Acórdão nº 2709/22.9T8PTM.E1 de Tribunal da Relação de Évora, 28-06-2023

Data de Julgamento28 Junho 2023
Ano2023
Número Acordão2709/22.9T8PTM.E1
ÓrgãoTribunal da Relação de Évora
Acordam na 1.ª Secção do Tribunal da Relação de Évora

I – RELATÓRIO
AA e BB intentaram ação declarativa de condenação, sob a forma de processo comum, contra CC e DD, EE e FF, GG, HH e II, pedindo:
«a) Se declare que o prédio rústico sito em …, na freguesia da Mexilhoeira Grande, concelho de Portimão, composto de figueiras, oliveiras, eucaliptos, horta, cultura arvense e ruinas de prédio urbano (este com a área de construção de 185 m2, com logradouro, possuído a área total de 1 250 m2), a confrontar do norte, com …; do sul, com …; do nascente, com …, e do poente, com Ribeira, com a área de 4,705 ha, inscrito na matriz cadastral nº … da secção B e na matriz urbana nº …, todas da freguesia da Mexilhoeira Grande, deste concelho e Portimão, e descrito na conservatória do Registo Predial de Portimão sob o nº … livro B-24 ( hoje descrito sob o nº …), se encontra materialmente dividido, por usucapião, em três parcelas, distintas e autónomas, designadas pelas letras A, B e C no levantamento topográfico aqui junto como Doc. Nº 10, com as áreas respectivamente de A =17 823 m2; B = 14 316 m2 e C = 14 911 m2.
b) Se declare que os AA adquiriram por usucapião a parcela designada com a letra C do prédio apontado em a), com a área de 14 911 m2 (catorze mil novecentos e onze metros quadrados), sendo donos e legítimos possuidores da mesma parcela e que esta é distinta e autónoma em relação às demais parcelas, sita em …, na freguesia da Mexilhoeira Grande, concelho de Portimão, composta de figueiras, oliveiras, eucaliptos, cultura arvense, horta, a confrontar do norte, com …; do sul, com …; do nascente, com … e do poente, com ribeira.
c) Se condene os RR a reconhecerem, quer a divisão por usucapião do dito prédio naquelas três parcelas distintas e autónomas (identificadas em a), quer a parcela pertencente aos AA, designada pela letra “C” e estes como donos, proprietários e legítimos possuidores daquela mesma parcela;
d) Condenar-se os RR a reconhecerem e a acatarem a constituição e existência de tal parcela de terra como autónoma, distinta e independente, dividida e demarcada, assim como o direito de propriedade dos AA sobre o mesma, e a se absterem de praticar actos que perturbem ou impeçam aos AA o uso da dita parcela/prédio ou o exercício do direito de propriedade, ou de outro com este conexo, sobre a mesma parcela.
E ainda:
e) Declarar-se a aquisição por usucapião pelos AA da propriedade de 1/3 da água do referido charco e dos demais direitos constantes do alegado nos artigos 59 a 73, ambos inclusive.
f) Condenar-se os RR a reconhecerem e a acatarem os direitos dos AA, e sequentes aquisições, correspondentes ao pedido indicado na alínea e) e a se absterem de praticar actos que lhes perturbem ou impeçam o exercício daqueles mesmos direitos e dos que com estes estejam conexos.»

REGISTOS
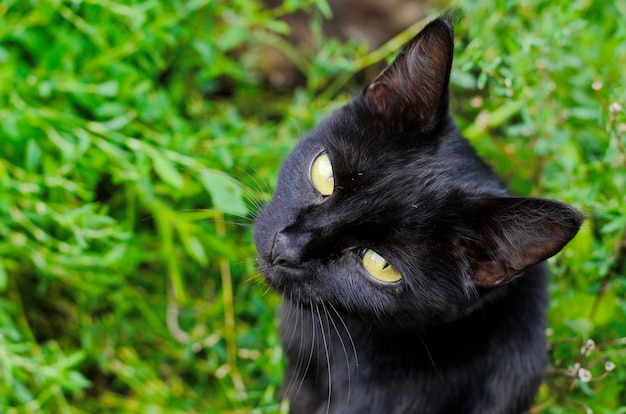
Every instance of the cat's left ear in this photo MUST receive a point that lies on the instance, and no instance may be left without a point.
(413, 91)
(507, 235)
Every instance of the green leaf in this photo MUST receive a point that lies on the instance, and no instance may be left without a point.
(226, 193)
(4, 279)
(163, 167)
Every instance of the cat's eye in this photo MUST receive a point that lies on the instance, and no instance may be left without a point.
(379, 268)
(322, 175)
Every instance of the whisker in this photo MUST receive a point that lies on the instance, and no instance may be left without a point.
(313, 341)
(345, 327)
(345, 353)
(330, 381)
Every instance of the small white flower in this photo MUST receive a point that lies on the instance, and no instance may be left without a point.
(584, 375)
(615, 108)
(609, 366)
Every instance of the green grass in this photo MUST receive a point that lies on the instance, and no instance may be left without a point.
(136, 141)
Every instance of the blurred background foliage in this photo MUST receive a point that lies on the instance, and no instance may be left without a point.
(138, 138)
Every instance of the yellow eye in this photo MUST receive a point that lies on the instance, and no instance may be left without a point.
(322, 175)
(378, 267)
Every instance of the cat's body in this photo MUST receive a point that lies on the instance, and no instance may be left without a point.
(444, 323)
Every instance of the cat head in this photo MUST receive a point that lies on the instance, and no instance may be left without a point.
(386, 212)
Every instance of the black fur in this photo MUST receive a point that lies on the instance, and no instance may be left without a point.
(463, 331)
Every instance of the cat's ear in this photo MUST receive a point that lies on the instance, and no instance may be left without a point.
(414, 88)
(507, 235)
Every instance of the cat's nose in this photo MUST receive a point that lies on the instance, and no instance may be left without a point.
(288, 249)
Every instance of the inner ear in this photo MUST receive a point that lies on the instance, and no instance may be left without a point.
(502, 237)
(414, 88)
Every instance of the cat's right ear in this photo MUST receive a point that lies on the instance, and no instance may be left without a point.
(412, 93)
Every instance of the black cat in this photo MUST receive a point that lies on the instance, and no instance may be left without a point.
(412, 280)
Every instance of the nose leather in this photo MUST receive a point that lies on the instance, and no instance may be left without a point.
(288, 249)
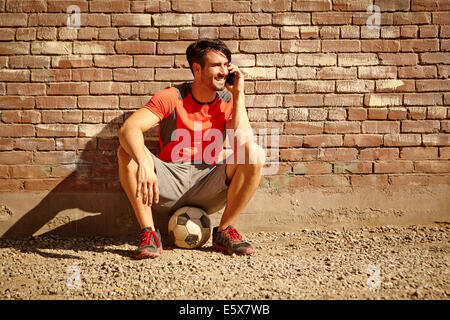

TAREFA PEDIDA 1
Transcreva do acórdão o trecho que começa com as palavras que contêm "b) Se declare" e termina em "poente, com ribeira.".
TAREFA PEDIDA 2
Segundo o acórdão, em que freguesia se situa o prédio rústico em causa?
TAREFA PEDIDA 3
Prossiga o acórdão do Tribunal da Relação de Évora a partir da última frase apresentada.

RESPOSTA ESPERADA 1
b) Se declare que os AA adquiriram por usucapião a parcela designada com a letra C do prédio apontado em a), com a área de 14 911 m2 (catorze mil novecentos e onze metros quadrados), sendo donos e legítimos possuidores da mesma parcela e que esta é distinta e autónoma em relação às demais parcelas, sita em …, na freguesia da Mexilhoeira Grande, concelho de Portimão, composta de figueiras, oliveiras, eucaliptos, cultura arvense, horta, a confrontar do norte, com …; do sul, com …; do nascente, com … e do poente, com ribeira.

RESPOSTA ESPERADA 2
Na freguesia da Mexilhoeira Grande, concelho de Portimão.

RESPOSTA ESPERADA 3
Alegaram que o prédio rústico sito em …, na freguesia da Mexilhoeira Grande, concelho de Portimão, atualmente descrito na Conservatória do Registo Predial de Portimão sob o nº …, foi propriedade dos progenitores do Autor e que estes o doaram, há mais de trinta e cinco anos, aos seus filhos, ou seja, ao ora Autor, a JJ (entretanto falecido) e a HH, os quais acertaram a divisão do prédio em três parcelas distintas, que distribuíram entre si amigavelmente, tendo procedido à marcação dos limites de cada parcela e à colocação dos respetivos marcos em pedra e passado a cuidar, cultivar, colher de cada uma das parcelas de terreno que lhe foi destinada, no convencimento de que cada parcela lhes pertencia como prédio autónomo e que não prejudicavam ninguém.
Mais alegaram que têm estado na posse da parcela de terreno que lhes coube e que identificaram com a letra “C”, e que o fazem de forma pacifica, pública, à vista de toda a gente e de boa-fé, desconhecendo lesarem direitos de terceiros, convictos que exercem os direitos correspondentes a propriedade plena sobre a aludida parcela, como, aliás, também tem acontecido com os demais donatários em relação às parcelas que fizeram suas no seguimento do fracionamento acordado.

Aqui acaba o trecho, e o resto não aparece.